▶ [Quoted passage]

How Can We Perform Surgery in Space?

Did you know a bloke in space got a blood clot in his neck?

While pretty common on Earth (affecting about 1 in 1000 people), this was a first in space.

Plus the clot was in his neck when they're usually in your lung (pulmonary embolism) or in the leg (deep vein thrombosis). 

But in space?

Think deep vein thrombosis to the extreme and right below your brain...

The little but life-threatening clot was able to be sorted with injectable medication before it could do any serious damage.

This meant life and mission salvation for the poor fella who seems to be back to 100%.

As well as bringing up a pretty important issue:

If this bloke had to undergo surgery in space...

How the heck are we meant to do it?

This is super important as we inch closer to the reality of sending humans to Mars.

And more than likely to arise eventually on the six to eight-month journey to the crusty brown planet.

It gives us some pretty unique challenges.

Why is space surgery so hard?

▶ [Exercise details] Decide whether each statement below agrees with the passage on surgery in space, and quote the deciding words for each: (a) The clot was treated with injectable medication. (b) On Earth, blood clots affect about 1 in 100 people. (c) The journey to Mars is described as lasting six to eight months.

▶ [Entries provided]
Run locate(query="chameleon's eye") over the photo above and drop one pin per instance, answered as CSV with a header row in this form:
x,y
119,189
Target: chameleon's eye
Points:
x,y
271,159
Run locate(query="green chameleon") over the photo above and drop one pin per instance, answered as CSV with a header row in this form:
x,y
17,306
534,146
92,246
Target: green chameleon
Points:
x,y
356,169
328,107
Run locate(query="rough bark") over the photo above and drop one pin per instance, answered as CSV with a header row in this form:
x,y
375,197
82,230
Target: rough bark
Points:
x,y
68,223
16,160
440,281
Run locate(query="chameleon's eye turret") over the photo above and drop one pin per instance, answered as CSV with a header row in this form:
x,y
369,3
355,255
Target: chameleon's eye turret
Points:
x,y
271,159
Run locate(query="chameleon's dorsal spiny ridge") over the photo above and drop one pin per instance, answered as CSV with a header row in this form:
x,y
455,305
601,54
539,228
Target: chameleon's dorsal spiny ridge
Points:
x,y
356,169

* * *

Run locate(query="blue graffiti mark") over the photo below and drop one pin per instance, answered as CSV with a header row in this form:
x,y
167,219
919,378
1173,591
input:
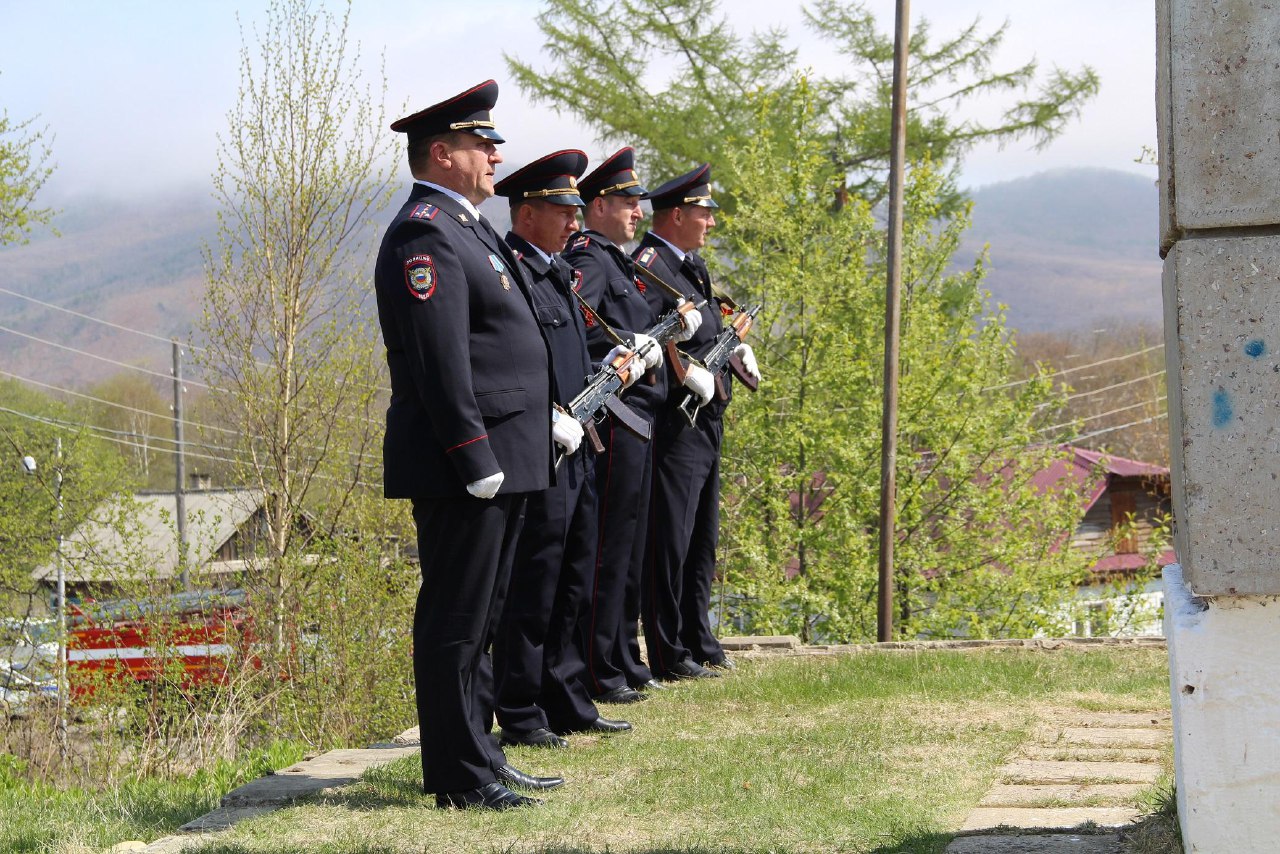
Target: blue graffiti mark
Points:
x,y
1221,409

▶ [Solution]
(a) Yes: "sorted with injectable medication"
(b) No: "affecting about 1 in 1000 people"
(c) Yes: "the six to eight-month journey to the crusty brown planet"